_TASK OBJECTIVE_.
Each line of the data below from the one holding "Target: snow mound" to the one holding "form: [[151, 180]].", inclusive, is to be reproduced exactly; no other line belongs in the answer.

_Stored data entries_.
=======

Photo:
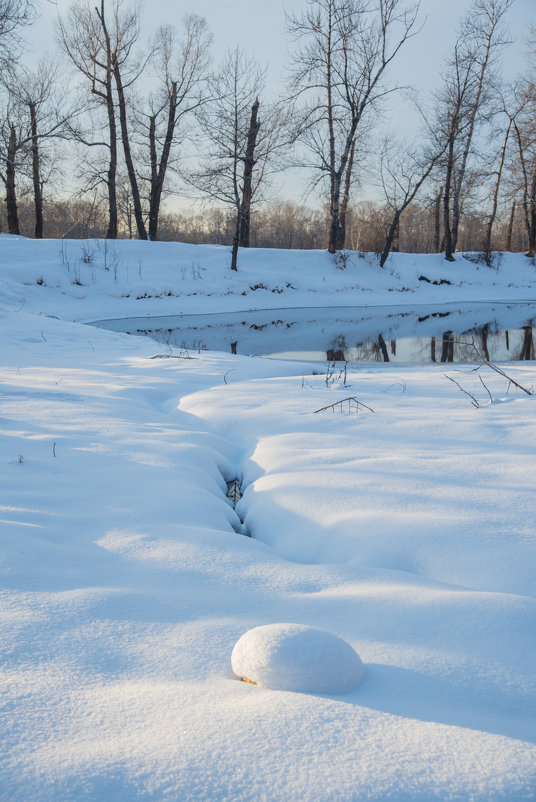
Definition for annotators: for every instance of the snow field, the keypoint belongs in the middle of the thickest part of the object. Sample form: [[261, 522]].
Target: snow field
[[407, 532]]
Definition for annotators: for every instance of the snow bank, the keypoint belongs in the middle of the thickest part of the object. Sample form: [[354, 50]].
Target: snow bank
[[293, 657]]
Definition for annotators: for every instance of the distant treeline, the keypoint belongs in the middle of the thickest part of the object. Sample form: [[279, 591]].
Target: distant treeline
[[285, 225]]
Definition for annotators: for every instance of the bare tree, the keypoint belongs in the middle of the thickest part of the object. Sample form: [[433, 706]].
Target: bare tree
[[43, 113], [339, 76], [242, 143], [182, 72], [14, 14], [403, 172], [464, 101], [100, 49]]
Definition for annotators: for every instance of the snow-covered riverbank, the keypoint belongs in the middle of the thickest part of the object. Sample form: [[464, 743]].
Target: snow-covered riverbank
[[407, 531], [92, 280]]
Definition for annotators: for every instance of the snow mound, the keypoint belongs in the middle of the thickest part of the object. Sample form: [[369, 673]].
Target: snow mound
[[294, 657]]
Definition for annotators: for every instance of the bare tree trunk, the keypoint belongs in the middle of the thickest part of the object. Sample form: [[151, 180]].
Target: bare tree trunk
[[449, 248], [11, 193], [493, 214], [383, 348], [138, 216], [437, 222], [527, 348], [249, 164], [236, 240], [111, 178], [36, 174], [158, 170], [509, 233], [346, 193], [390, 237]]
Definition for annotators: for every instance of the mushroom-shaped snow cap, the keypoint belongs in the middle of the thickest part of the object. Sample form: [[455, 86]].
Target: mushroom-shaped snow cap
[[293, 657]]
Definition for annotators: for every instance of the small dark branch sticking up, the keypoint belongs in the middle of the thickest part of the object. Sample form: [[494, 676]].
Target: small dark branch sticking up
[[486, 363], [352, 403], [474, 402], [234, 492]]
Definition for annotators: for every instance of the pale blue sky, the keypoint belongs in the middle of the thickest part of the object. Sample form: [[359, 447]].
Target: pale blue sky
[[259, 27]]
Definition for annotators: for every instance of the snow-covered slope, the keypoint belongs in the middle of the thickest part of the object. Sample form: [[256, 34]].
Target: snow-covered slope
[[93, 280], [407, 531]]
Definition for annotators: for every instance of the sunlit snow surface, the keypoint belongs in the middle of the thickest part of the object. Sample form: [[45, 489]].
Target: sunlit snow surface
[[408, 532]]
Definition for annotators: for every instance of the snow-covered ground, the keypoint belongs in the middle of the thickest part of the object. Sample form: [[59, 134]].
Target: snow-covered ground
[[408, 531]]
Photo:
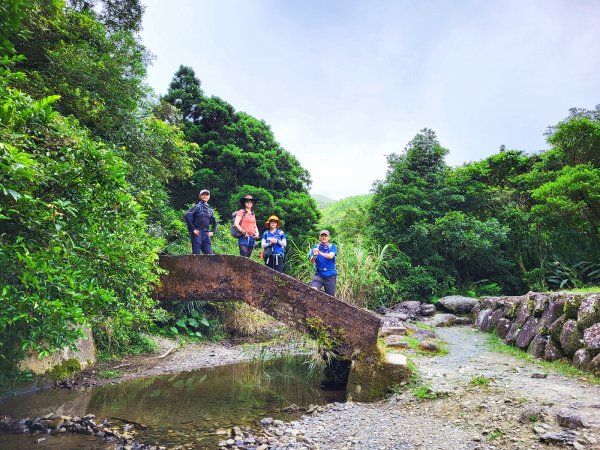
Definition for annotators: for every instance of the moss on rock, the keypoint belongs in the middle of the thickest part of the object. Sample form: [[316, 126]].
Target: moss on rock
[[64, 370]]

=======

_RESPONSE TO THIS TASK_.
Target: snow mound
[[294, 657]]
Definition for annotators: for every instance of the bare tree trunk, the keypoint belongs in the middle of the thickest part of the object. Sample form: [[151, 180]].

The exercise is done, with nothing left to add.